— Written exercise —
Write out the items below again, switching every "a pin per instance" to "one pin for each instance" and leaving everything else unchanged.

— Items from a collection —
☆ ☆ ☆ ☆ ☆

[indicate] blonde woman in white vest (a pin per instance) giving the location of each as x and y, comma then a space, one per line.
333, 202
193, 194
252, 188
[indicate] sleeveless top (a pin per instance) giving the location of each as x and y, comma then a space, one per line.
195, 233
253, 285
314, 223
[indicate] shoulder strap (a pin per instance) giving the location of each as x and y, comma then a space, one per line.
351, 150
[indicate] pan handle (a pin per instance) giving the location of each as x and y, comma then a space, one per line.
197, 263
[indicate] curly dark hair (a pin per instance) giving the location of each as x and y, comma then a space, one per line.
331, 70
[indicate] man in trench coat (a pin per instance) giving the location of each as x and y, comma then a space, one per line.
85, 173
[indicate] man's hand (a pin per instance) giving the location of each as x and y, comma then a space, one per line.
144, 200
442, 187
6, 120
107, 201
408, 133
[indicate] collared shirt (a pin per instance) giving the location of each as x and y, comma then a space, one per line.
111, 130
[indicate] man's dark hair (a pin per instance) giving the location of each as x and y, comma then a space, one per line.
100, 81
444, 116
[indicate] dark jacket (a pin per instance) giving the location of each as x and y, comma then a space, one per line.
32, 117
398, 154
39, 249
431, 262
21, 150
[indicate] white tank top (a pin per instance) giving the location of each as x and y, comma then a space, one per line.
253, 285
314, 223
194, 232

☆ ☆ ☆ ☆ ☆

— The response —
[indicate] blonde woman in white vest (one pin for each instance) giving the location of each as x and y, comma then a space, one per line.
333, 202
193, 194
252, 188
[indicate] sleeveless top (one pin for each instance) giving the location of each as x and y, comma then a space, one per line.
195, 233
253, 285
314, 223
[indicate] shoulder strap (one pin for each instance) giving the location of each as x and y, comma then a space, one per line.
351, 150
[indicate] pan handle (one pin for each instance) giving the location of each as x and y, comma then a space, one per line.
197, 263
[indicate] curly dark hair (one pin for each instance) giving the location of each as x and y, comma then a space, one per line.
331, 70
[indicate] man in trench coat (one pin for each instance) giving the location of each as x and y, comma then a space, one per line.
85, 173
[indicate] man's hand (one pin for each instance) giving the location of each as x and y, comma then a space, one per line.
144, 200
442, 187
6, 120
107, 201
408, 133
[indicate] collared shirt (one pin for each instance) giving the location of each as x and y, comma then a space, one per line.
111, 130
[indicate] man's dark hair (one pin for each instance) giving the location of each as x and y, comma then a space, one per line.
100, 81
444, 116
[indicate] dark jacket (one pin for each instance) giving the location of each as x and y, comma then a space, one per line.
32, 117
398, 154
39, 249
431, 262
21, 150
[indicate] white tank top (one pin for each instance) giving the location of each as x and y, comma then a space, one per line.
253, 285
314, 223
194, 232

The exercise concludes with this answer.